## Selected passage
In a disclosure to the U.S. Securities and Exchange Commission, Apple detailed efforts to responsibly source so-called conflict minerals — tin, tantalum, tungsten, gold (3TG, collectively) and other minerals — used in the production of iPhone, iPad, Mac, iPod touch, Apple TV, Apple Watch, AirPods, HomePod, Apple Card, Beats products and all Apple branded accessories.
Apple, like other U.S. corporations, are beholden to sourcing legislation designed to cut conflict minerals out of the supply chain. As defined by law, conflict minerals include 3TG and other common minerals used to finance conflict in areas like the Democratic Republic of Congo.
At the end of 2019, Apple found none of its recognized 267 smelters and refiners to have sourced 3TG that directly or indirectly funded armed groups in the DRC or adjoining countries. Of those 267 entities, 24 were known to be sourcing from the DRC or a nearby country.
The year started with 323 smelters and refiners, though 36 were removed due to erroneous or unintentional reporting by suppliers. Apple requested the removal of 18 smelters and refiners for failing to meet predefined standards including participation in third-party audits, acting on corrective action plans or meeting Apple's supplier code and requirements. Another two were found to be out of business.
Members of Apple's supply chain must follow the company's Supplier Code of Conduct and Supplier Responsibility Standard on the Responsible Sourcing of Materials, which requires suppliers to "engage with smelters and refiners to assess and identify a broad range of risks beyond conflict, including social, environmental, and human rights risks." Along with standard OECD Due Diligence Guidance, Apple fields a supplier responsibility team, integrates additional safeguards in its code of conduct and regularly engages with suppliers. The company also supports and assists in the development of industry standards on responsible sourcing and fosters on-the-ground reporting through various independent programs.
Apple's efforts to minimize conflict minerals is one facet of a larger responsible material sourcing initiative. The tech giant has long touted its various environmental projects and in 2017 set a goal of one day relying solely on recycled and renewable minerals and materials across its product line. 3TG are among the 14 materials prioritized in the project, Apple said.

## What you should do
In the passage on Apple's conflict minerals disclosure, how many smelters and refiners did Apple request to have removed for failing to meet predefined standards?

## Material
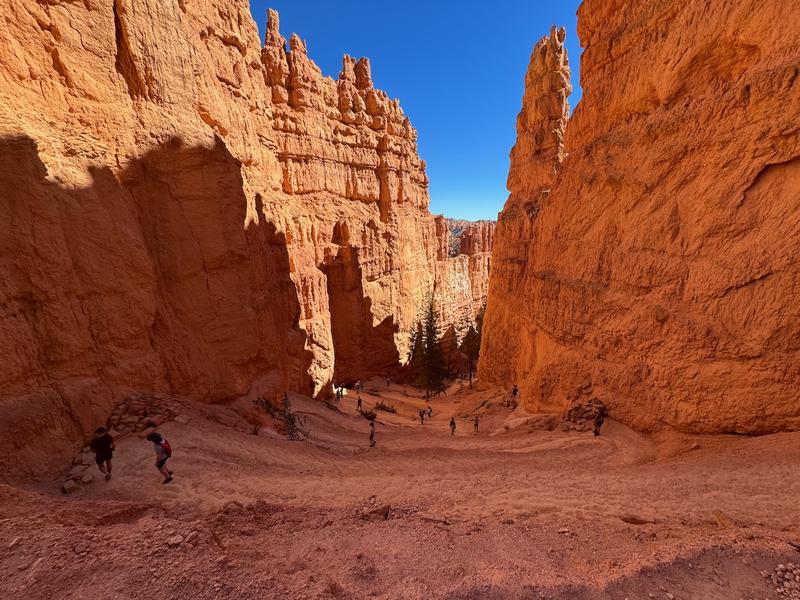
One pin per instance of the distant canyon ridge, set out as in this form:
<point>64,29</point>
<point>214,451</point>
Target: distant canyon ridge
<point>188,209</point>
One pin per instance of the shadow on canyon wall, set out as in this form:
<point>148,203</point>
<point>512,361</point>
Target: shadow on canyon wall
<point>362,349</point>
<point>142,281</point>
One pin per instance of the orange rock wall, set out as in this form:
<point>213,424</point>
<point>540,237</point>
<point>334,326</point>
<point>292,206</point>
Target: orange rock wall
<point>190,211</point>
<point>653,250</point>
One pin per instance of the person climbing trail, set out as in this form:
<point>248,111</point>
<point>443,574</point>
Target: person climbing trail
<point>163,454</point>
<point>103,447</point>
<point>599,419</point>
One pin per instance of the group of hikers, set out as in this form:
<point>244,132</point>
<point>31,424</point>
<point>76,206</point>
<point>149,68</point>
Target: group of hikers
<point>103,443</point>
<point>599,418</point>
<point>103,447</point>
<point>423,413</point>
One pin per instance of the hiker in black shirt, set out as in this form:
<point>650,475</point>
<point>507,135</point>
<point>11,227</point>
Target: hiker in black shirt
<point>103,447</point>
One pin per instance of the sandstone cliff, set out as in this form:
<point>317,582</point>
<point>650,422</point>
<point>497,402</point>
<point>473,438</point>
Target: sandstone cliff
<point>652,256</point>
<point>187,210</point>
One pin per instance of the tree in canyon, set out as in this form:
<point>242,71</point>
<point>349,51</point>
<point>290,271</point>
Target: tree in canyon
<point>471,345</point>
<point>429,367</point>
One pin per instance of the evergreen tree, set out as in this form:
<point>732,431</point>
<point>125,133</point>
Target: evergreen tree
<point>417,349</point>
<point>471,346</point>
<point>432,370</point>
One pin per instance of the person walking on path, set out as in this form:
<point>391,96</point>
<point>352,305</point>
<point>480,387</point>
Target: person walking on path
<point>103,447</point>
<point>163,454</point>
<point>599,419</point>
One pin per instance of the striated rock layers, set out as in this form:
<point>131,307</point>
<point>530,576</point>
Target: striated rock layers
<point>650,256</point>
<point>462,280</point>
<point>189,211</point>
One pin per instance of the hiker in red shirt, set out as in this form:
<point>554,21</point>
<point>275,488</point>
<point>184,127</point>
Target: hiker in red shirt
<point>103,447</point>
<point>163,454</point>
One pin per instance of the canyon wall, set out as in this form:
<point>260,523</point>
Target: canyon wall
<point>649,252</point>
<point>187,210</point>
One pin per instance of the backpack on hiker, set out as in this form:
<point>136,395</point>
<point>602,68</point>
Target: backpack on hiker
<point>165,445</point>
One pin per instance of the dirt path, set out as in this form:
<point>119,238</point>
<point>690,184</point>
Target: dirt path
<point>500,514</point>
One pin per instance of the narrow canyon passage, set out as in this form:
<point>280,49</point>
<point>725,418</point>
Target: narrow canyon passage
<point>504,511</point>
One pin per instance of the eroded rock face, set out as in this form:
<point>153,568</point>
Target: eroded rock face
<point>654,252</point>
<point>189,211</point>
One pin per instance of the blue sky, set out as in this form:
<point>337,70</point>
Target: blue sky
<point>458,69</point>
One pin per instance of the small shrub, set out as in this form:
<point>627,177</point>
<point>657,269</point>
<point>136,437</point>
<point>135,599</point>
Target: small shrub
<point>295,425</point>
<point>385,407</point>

## Reply
Apple requested the removal of 18 smelters and refiners.